■ Some records
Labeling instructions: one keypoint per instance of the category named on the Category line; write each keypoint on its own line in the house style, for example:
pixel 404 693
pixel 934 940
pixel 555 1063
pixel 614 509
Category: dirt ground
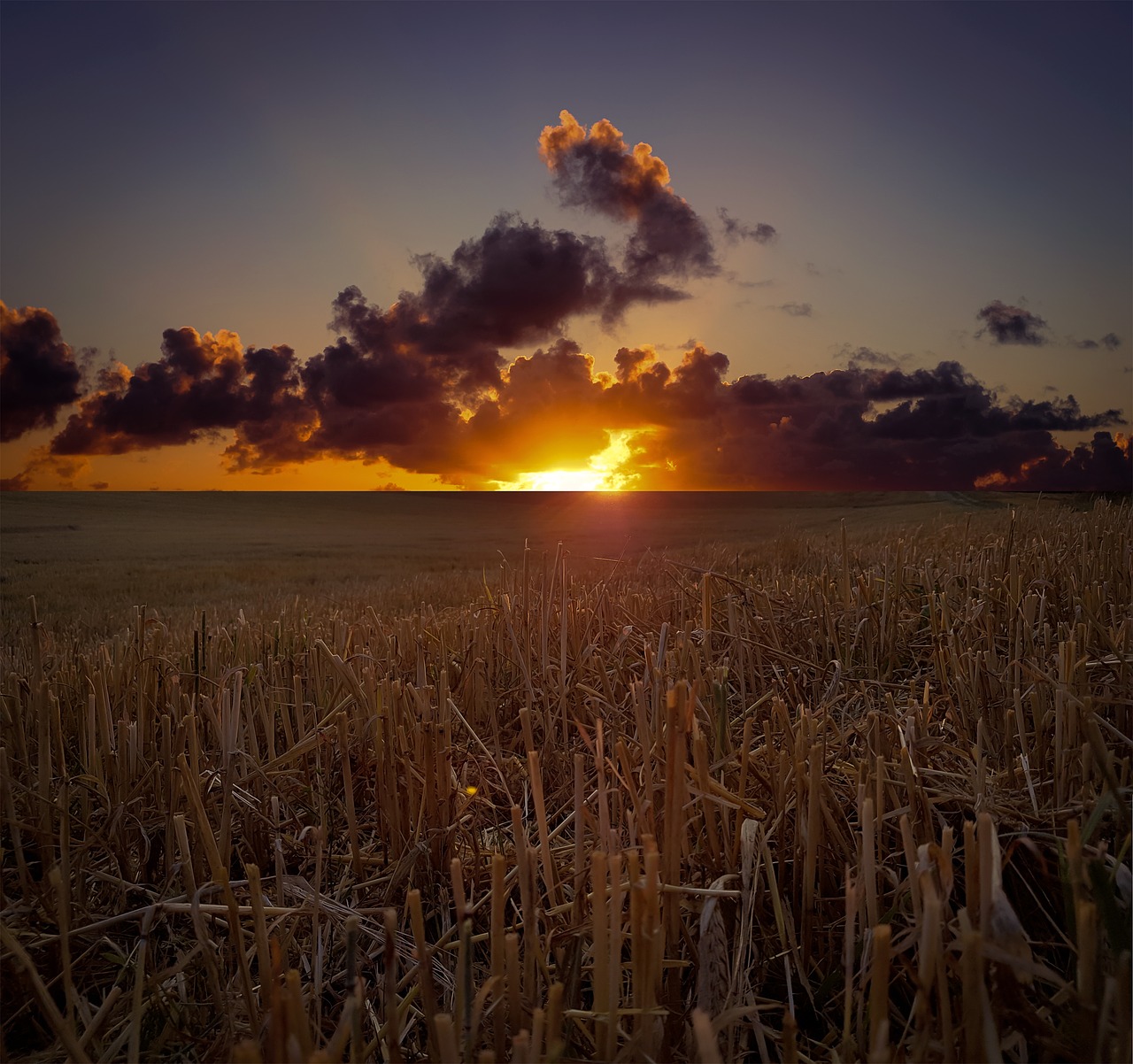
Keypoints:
pixel 89 558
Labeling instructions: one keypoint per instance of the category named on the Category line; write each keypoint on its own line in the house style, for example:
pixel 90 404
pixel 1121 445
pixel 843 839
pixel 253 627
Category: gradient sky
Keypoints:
pixel 945 300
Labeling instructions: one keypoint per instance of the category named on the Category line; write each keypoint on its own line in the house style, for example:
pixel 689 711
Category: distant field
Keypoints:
pixel 741 777
pixel 94 557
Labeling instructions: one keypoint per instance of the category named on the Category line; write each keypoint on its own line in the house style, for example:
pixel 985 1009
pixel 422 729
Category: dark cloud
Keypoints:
pixel 39 373
pixel 1111 341
pixel 595 169
pixel 865 356
pixel 735 230
pixel 199 385
pixel 1012 324
pixel 423 384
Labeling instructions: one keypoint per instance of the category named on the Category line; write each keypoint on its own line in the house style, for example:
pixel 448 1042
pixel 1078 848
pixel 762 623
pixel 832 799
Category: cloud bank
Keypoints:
pixel 421 383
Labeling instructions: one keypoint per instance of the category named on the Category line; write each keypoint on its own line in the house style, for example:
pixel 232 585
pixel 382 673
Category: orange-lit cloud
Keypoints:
pixel 39 373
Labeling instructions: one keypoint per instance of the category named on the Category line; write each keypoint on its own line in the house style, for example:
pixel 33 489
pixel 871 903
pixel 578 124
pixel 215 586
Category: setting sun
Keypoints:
pixel 559 481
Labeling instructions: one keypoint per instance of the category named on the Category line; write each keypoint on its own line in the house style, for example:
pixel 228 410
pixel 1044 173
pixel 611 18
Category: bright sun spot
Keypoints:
pixel 559 481
pixel 606 472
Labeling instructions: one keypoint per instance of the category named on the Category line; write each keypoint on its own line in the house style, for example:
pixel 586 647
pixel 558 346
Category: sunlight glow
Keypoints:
pixel 609 470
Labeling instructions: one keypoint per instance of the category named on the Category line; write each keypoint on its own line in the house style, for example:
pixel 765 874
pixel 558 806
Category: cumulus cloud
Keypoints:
pixel 39 373
pixel 595 169
pixel 423 385
pixel 1012 324
pixel 735 230
pixel 199 385
pixel 1111 341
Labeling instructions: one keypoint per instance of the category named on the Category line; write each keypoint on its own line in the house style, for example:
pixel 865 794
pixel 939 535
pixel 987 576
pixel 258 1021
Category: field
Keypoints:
pixel 707 777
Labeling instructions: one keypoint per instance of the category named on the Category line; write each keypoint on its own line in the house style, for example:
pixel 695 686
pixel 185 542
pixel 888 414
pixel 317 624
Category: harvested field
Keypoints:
pixel 690 777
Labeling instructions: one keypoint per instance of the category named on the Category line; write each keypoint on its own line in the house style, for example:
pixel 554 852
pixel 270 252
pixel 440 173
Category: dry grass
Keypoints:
pixel 836 794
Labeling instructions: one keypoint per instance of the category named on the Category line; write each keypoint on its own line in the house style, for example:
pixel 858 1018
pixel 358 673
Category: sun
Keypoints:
pixel 561 481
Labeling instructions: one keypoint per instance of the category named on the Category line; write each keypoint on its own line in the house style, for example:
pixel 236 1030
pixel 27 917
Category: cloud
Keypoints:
pixel 424 387
pixel 595 169
pixel 1111 341
pixel 735 230
pixel 1012 324
pixel 39 373
pixel 60 472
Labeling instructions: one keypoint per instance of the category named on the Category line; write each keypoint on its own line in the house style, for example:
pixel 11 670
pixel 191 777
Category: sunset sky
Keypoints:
pixel 612 245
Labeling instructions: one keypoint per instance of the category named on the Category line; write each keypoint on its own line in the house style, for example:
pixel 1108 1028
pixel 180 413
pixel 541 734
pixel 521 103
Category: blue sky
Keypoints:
pixel 235 166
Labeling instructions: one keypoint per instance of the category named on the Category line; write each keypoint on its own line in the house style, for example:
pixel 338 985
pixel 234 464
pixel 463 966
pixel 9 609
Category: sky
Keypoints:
pixel 721 246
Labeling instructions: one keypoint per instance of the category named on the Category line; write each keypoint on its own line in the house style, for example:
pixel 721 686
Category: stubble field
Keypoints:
pixel 688 777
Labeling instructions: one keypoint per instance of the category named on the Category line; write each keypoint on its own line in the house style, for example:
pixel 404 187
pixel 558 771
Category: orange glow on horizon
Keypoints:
pixel 612 469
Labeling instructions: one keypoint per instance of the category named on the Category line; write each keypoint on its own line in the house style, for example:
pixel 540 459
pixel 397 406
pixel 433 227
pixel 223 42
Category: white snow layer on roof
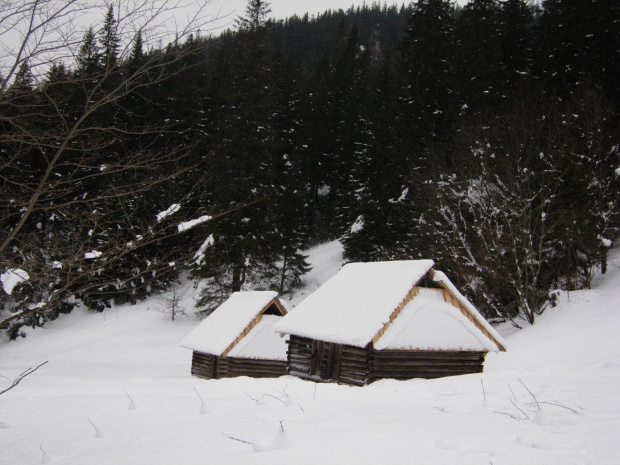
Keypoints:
pixel 262 342
pixel 442 278
pixel 354 305
pixel 430 323
pixel 225 324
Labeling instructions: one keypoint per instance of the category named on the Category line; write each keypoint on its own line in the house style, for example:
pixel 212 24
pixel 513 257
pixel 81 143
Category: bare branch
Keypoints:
pixel 17 380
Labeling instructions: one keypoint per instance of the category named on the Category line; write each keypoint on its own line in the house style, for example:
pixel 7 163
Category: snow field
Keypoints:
pixel 117 389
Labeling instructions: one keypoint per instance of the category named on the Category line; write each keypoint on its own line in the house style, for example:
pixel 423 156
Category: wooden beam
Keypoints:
pixel 410 295
pixel 275 301
pixel 455 302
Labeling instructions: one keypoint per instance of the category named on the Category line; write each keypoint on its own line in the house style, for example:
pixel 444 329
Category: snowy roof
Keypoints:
pixel 428 322
pixel 355 304
pixel 262 342
pixel 365 302
pixel 222 328
pixel 442 279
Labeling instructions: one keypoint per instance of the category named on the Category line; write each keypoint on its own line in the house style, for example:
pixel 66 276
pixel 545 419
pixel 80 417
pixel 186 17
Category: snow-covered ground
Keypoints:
pixel 117 390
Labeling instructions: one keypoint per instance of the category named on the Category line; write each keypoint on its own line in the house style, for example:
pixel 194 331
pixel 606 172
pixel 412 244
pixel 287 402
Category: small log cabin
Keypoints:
pixel 238 338
pixel 399 319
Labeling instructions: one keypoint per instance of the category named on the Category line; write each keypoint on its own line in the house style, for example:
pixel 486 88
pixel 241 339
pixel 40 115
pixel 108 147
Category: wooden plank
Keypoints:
pixel 410 295
pixel 465 311
pixel 430 354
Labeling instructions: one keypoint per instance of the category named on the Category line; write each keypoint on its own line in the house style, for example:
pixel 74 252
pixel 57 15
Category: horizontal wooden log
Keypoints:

■ WORK INSTRUCTIONS
Copy the whole listing above line for line, without changing a character, and leave the pictures out.

■ SOLUTION FOR THIS PROBLEM
Labeling instructions: one keypoint per instance of the category named on the Category line; write each keypoint on its own line in the house style, for example:
pixel 404 693
pixel 934 940
pixel 555 1063
pixel 614 509
Category: dirt ground
Keypoints:
pixel 89 558
Labeling instructions: one keypoint per instance of the category named on the Category line; write each keypoint on its own line in the house style, for example:
pixel 90 404
pixel 1121 445
pixel 843 839
pixel 253 627
Category: gradient sky
Keypoints:
pixel 945 300
Labeling instructions: one keypoint per instance of the category named on the Category line; write each keypoint on its own line in the house style, for example:
pixel 689 711
Category: distant field
Keypoints:
pixel 741 777
pixel 94 557
Labeling instructions: one keypoint per instance of the category named on the Category line; write each keypoint on its own line in the house style, for example:
pixel 985 1009
pixel 422 729
Category: dark cloud
Keypoints:
pixel 39 373
pixel 1111 341
pixel 595 169
pixel 865 356
pixel 735 230
pixel 199 385
pixel 1012 324
pixel 423 384
Labeling instructions: one keypoint per instance of the category named on the Category line; write each keypoint on its own line in the house style, for example:
pixel 448 1042
pixel 1078 848
pixel 762 623
pixel 832 799
Category: cloud bank
Keypoints:
pixel 421 383
Labeling instructions: one keypoint per instance of the category named on the Category line; write each keypoint on its own line in the house style, for example:
pixel 232 585
pixel 382 673
Category: orange-lit cloud
Keypoints:
pixel 39 373
Labeling instructions: one keypoint per instance of the category named on the Category line; write each keypoint on its own line in the house style, for example:
pixel 33 489
pixel 871 903
pixel 578 124
pixel 215 586
Category: setting sun
Keypoints:
pixel 559 481
Labeling instructions: one keypoint per instance of the category named on the Category line; write each keypoint on its own line in the house style, for example:
pixel 228 410
pixel 1044 173
pixel 611 18
Category: bright sun spot
Keypoints:
pixel 559 481
pixel 606 472
Labeling instructions: one keypoint per instance of the category named on the Category line; write each keypoint on its own line in the house style, for example:
pixel 586 647
pixel 558 346
Category: sunlight glow
Keypoints:
pixel 609 470
Labeling instructions: one keypoint per instance of the category named on the Category line; write each keypoint on its own line in the house style, for example:
pixel 765 874
pixel 558 806
Category: cumulus cloud
Keypoints:
pixel 39 373
pixel 595 169
pixel 423 385
pixel 1012 324
pixel 735 230
pixel 199 385
pixel 1111 341
Labeling instructions: one keypoint per instance of the category named on the Category line; write each keypoint on its own line in the house style, for example:
pixel 865 794
pixel 939 535
pixel 987 576
pixel 258 1021
Category: field
Keypoints:
pixel 707 777
Labeling instructions: one keypoint per instance of the category named on the Category line; write each keypoint on its own line in the house style, for example:
pixel 695 686
pixel 185 542
pixel 888 414
pixel 317 624
Category: harvested field
Keypoints:
pixel 690 777
Labeling instructions: one keypoint per instance of the category named on the Category line; write each keypoint on its own line in the house style, for example:
pixel 554 852
pixel 270 252
pixel 440 173
Category: dry grass
Keypoints:
pixel 836 794
Labeling instructions: one keypoint per instance of the category named on the Category line; write each keypoint on its own line in the house style, for example:
pixel 858 1018
pixel 358 673
Category: sun
Keypoints:
pixel 561 481
Labeling instructions: one keypoint per instance of the category named on the Category line; write each keypoint on its own line in the house style, for example:
pixel 236 1030
pixel 27 917
Category: cloud
Keypoints:
pixel 424 387
pixel 595 169
pixel 1111 341
pixel 735 230
pixel 1012 324
pixel 39 373
pixel 60 472
Labeling instructions: one keypoint per instance of the category named on the Category line; write each keypoint on its own line in the house style, for example:
pixel 11 670
pixel 191 777
Category: sunset sky
Keypoints:
pixel 612 245
Labeling instructions: one keypoint per instance of the category named on the Category line; write each keypoint on its own line in the house style, for example:
pixel 1108 1028
pixel 180 413
pixel 541 734
pixel 521 103
Category: blue sky
Keypoints:
pixel 235 166
Labeling instructions: one keypoint per instance of the category named on the Category line; write each keypoint on its own line in the house style, for example:
pixel 338 985
pixel 234 464
pixel 463 966
pixel 9 609
Category: sky
Keypoints:
pixel 721 246
Labeling instructions: one keypoint per instance of the category named on the Category line; write each keypoint on its own line in the house style, for example:
pixel 721 686
Category: stubble field
Keypoints:
pixel 688 777
Labeling instructions: one keypoint per instance of the category named on the Category line; write each keypoint on its own line in the house style, for example:
pixel 404 187
pixel 558 771
Category: orange glow on horizon
Keypoints:
pixel 612 469
Labeling instructions: one keypoint per instance of the category named on the Category line; write each keypoint on its own line in the house style, for example:
pixel 540 459
pixel 397 406
pixel 433 227
pixel 223 42
Category: white snow layer on roof
Keypoints:
pixel 262 342
pixel 442 278
pixel 354 305
pixel 430 323
pixel 225 324
Labeling instructions: one keypoint per instance of the category named on the Category line; write each keypoint on its own line in the house style, for example:
pixel 212 24
pixel 513 257
pixel 81 143
Category: bare branch
Keypoints:
pixel 17 380
Labeling instructions: one keypoint per instance of the category named on the Category line; write each keypoint on its own line in the house style, for example:
pixel 7 163
Category: snow field
Keypoints:
pixel 117 389
Labeling instructions: one keypoint per instance of the category named on the Category line; write each keypoint on its own line in the house style, for example:
pixel 423 156
Category: wooden beam
Keypoints:
pixel 410 295
pixel 275 301
pixel 455 302
Labeling instructions: one keypoint per instance of the category named on the Category line; write each keypoint on its own line in the house style, for example:
pixel 444 329
Category: snowy roof
Keypoints:
pixel 428 322
pixel 355 304
pixel 262 342
pixel 365 302
pixel 222 328
pixel 442 279
Labeling instructions: one keypoint per instance of the category named on the Category line; write each keypoint on its own line in the house style, for example:
pixel 66 276
pixel 545 419
pixel 80 417
pixel 186 17
Category: snow-covered ground
Keypoints:
pixel 117 390
Labeling instructions: one keypoint per instance of the category named on the Category line; write each keypoint on its own line in the house style, for example:
pixel 194 331
pixel 606 172
pixel 412 244
pixel 287 402
Category: small log cabin
Keypoints:
pixel 238 338
pixel 399 319
Labeling instructions: one keypoint per instance of the category named on the Category line; write each keypoint on its own line in the house style, for example:
pixel 486 88
pixel 241 339
pixel 40 115
pixel 108 147
Category: wooden plank
Keypoints:
pixel 410 295
pixel 465 311
pixel 430 354
Labeling instructions: one keypoint per instance of the category named on the Category line; write each keypoint on its own line in the house style, for example:
pixel 74 252
pixel 57 15
Category: horizontal wooden log
Keypoints:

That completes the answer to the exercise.